**EXERCISE REQUIREMENTS:**
Gather every line below that contains the word "plastic" and copy each one in full. Case counts.

**DATA FOR THIS EXERCISE:**

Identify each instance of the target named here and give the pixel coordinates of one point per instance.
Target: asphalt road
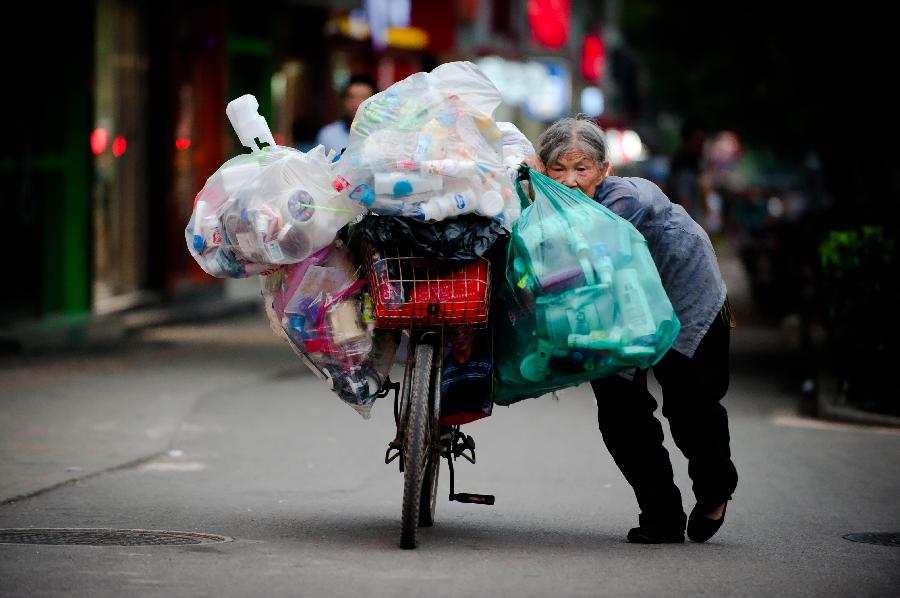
(264, 455)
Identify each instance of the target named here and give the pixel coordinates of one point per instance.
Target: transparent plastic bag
(583, 298)
(272, 207)
(428, 148)
(324, 312)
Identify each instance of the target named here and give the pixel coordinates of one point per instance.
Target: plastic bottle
(602, 263)
(633, 305)
(251, 128)
(401, 184)
(488, 204)
(389, 293)
(454, 168)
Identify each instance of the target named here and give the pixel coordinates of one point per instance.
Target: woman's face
(577, 170)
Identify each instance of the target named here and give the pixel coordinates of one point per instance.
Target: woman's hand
(534, 163)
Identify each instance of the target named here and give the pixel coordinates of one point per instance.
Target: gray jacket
(680, 248)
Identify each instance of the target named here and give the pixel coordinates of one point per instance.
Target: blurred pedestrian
(686, 169)
(334, 136)
(693, 374)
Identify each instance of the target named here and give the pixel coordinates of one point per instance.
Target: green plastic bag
(582, 297)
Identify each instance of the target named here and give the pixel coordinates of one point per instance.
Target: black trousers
(692, 388)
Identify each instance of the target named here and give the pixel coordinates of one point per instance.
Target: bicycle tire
(416, 445)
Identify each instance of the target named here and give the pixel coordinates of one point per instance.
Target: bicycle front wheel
(416, 445)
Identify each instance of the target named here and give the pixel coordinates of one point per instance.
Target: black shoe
(700, 527)
(648, 535)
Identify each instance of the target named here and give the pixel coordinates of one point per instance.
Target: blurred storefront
(121, 119)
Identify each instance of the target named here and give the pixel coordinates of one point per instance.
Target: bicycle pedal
(478, 499)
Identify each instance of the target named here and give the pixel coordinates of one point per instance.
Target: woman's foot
(704, 522)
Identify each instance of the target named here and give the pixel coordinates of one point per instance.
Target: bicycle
(424, 297)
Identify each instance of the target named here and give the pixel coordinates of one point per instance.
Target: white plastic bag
(271, 207)
(428, 148)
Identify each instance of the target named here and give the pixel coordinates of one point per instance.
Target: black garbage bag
(462, 239)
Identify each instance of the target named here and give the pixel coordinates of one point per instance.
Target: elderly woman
(693, 374)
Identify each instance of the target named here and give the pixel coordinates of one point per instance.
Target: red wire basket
(415, 292)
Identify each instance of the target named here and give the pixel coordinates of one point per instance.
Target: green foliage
(861, 295)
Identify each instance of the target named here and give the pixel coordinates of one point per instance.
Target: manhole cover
(882, 539)
(105, 537)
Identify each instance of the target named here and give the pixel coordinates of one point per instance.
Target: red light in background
(550, 22)
(99, 139)
(119, 146)
(592, 58)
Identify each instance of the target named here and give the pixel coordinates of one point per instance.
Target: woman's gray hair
(567, 134)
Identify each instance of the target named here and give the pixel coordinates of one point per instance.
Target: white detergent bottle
(251, 128)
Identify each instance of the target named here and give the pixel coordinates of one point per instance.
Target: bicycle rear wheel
(416, 445)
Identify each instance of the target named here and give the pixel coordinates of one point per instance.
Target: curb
(831, 405)
(85, 332)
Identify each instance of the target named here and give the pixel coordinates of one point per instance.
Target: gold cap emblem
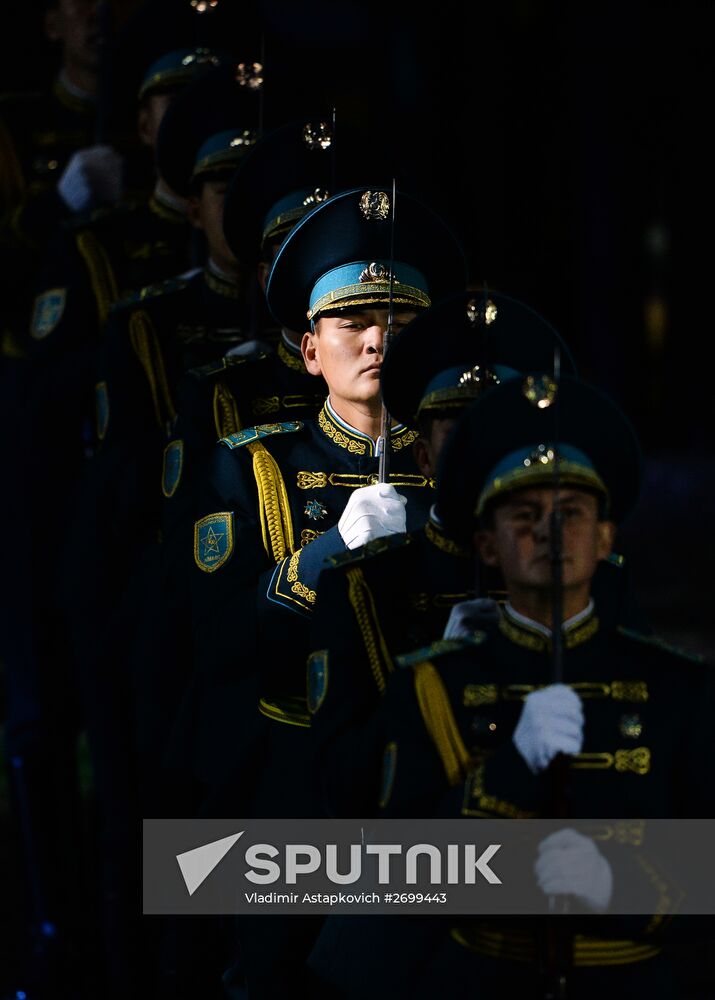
(479, 378)
(375, 272)
(481, 312)
(204, 57)
(246, 138)
(541, 455)
(319, 195)
(374, 205)
(250, 75)
(317, 135)
(540, 390)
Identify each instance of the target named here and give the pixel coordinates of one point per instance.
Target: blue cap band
(223, 149)
(534, 465)
(287, 210)
(368, 283)
(460, 384)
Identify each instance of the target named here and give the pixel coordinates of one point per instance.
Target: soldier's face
(347, 350)
(427, 449)
(75, 23)
(519, 540)
(206, 212)
(151, 114)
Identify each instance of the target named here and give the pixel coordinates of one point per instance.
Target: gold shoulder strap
(440, 722)
(101, 273)
(363, 605)
(146, 347)
(226, 416)
(276, 523)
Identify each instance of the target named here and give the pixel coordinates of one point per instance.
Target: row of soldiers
(316, 526)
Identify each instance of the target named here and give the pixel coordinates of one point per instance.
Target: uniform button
(483, 727)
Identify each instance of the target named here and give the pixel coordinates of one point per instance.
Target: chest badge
(315, 510)
(630, 726)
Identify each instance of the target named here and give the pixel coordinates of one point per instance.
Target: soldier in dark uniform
(481, 726)
(280, 180)
(396, 593)
(54, 167)
(149, 342)
(281, 497)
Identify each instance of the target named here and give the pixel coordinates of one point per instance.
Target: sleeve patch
(213, 541)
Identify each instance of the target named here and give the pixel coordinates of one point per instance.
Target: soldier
(483, 726)
(396, 594)
(281, 497)
(280, 180)
(54, 166)
(93, 263)
(150, 341)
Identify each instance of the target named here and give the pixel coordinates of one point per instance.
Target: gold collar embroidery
(229, 289)
(292, 361)
(522, 635)
(357, 443)
(436, 536)
(165, 212)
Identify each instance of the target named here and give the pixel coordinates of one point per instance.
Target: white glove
(570, 863)
(551, 722)
(93, 176)
(468, 616)
(371, 512)
(249, 349)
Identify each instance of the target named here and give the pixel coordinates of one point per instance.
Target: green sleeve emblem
(47, 312)
(317, 679)
(173, 465)
(102, 406)
(213, 541)
(389, 766)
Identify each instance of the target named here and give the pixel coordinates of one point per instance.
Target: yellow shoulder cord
(276, 523)
(101, 273)
(440, 722)
(226, 416)
(363, 605)
(146, 347)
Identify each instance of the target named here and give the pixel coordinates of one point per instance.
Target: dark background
(570, 147)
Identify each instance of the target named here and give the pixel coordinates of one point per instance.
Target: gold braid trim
(440, 722)
(101, 273)
(12, 179)
(276, 522)
(226, 416)
(146, 347)
(363, 605)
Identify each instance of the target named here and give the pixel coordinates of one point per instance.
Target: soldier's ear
(606, 535)
(423, 457)
(262, 272)
(144, 126)
(486, 547)
(193, 213)
(53, 24)
(308, 347)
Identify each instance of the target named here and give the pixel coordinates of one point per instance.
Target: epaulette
(21, 97)
(224, 364)
(373, 548)
(151, 292)
(654, 640)
(441, 648)
(98, 215)
(240, 438)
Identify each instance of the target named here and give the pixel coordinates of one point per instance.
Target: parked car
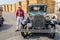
(1, 17)
(38, 21)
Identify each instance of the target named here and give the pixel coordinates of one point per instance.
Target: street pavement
(7, 31)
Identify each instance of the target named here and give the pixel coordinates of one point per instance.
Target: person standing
(19, 17)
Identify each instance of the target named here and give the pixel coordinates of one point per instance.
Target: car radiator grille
(38, 21)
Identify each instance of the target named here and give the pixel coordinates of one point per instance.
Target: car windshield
(38, 8)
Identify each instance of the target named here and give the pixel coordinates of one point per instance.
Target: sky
(13, 1)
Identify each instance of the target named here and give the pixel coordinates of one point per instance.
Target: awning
(2, 2)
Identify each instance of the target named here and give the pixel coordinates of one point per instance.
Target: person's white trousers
(19, 21)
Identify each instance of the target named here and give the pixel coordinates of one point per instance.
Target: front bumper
(38, 31)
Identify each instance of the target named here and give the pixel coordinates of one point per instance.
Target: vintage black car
(38, 21)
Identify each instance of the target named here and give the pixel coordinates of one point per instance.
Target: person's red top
(20, 13)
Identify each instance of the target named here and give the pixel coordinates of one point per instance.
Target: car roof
(37, 5)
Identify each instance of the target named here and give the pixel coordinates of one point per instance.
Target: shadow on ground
(5, 27)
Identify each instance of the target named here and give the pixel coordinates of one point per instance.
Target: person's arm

**CORRECT RESPONSE:**
Target: transparent plastic bag
Target: plastic bottle
Target: green plastic bag
Target: white plastic bag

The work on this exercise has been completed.